[[ Records to use, beginning ]]
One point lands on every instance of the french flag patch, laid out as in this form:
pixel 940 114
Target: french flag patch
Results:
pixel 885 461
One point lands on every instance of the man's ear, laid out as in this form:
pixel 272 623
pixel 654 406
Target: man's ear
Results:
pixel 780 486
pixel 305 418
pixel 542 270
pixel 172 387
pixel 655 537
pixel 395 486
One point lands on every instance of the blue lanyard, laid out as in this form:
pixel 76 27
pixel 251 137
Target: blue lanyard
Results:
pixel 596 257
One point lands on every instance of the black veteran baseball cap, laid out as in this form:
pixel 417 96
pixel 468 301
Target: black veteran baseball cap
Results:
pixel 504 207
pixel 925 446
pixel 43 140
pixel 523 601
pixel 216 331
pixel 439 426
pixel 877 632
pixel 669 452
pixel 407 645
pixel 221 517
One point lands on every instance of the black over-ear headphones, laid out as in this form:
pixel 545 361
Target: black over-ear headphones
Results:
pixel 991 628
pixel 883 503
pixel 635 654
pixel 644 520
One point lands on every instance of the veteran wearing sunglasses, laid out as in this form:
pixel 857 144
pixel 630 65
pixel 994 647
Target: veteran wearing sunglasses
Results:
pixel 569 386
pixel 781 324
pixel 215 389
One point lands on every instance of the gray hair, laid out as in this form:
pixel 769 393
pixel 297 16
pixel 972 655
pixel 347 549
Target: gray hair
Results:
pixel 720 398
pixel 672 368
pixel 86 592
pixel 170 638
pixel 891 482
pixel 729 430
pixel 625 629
[[ Records to use, end ]]
[[ Records to use, beginning ]]
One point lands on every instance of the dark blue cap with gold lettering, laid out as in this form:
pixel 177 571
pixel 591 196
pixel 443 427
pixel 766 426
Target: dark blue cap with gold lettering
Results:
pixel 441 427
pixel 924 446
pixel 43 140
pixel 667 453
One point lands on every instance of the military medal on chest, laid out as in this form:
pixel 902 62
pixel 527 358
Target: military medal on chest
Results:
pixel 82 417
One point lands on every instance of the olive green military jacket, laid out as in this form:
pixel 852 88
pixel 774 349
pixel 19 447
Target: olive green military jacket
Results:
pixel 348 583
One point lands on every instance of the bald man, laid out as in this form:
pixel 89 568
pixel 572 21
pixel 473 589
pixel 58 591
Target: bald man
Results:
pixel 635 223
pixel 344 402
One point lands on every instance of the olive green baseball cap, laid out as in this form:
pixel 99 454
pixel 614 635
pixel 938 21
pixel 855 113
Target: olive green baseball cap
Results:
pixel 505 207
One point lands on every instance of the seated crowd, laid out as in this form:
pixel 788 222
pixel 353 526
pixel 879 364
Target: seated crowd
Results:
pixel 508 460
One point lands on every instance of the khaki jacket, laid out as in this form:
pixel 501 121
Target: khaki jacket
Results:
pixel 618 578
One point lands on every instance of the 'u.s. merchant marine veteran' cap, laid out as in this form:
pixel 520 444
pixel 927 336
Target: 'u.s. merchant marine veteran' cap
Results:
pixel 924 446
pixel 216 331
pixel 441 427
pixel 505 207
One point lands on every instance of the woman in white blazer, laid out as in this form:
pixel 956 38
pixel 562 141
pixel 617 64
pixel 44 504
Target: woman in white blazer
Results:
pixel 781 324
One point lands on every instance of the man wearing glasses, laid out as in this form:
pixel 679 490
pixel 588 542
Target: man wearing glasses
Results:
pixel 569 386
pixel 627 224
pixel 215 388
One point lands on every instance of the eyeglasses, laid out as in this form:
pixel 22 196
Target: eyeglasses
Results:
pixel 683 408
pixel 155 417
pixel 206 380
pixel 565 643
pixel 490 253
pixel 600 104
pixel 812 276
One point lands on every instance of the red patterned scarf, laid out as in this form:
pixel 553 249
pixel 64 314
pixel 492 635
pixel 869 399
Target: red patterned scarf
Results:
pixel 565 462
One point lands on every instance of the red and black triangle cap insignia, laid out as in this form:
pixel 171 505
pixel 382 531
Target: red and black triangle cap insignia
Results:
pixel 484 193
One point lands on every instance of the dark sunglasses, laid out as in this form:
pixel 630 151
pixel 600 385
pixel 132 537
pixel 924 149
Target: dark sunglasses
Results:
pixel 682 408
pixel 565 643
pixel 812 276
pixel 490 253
[[ Records to use, end ]]
Work task>
Bring together all lines of the entries above in which the string "patterned" occurs.

Task answer>
One point lands on every instance of the red patterned scarf, laid out as in this form:
Target: red patterned scarf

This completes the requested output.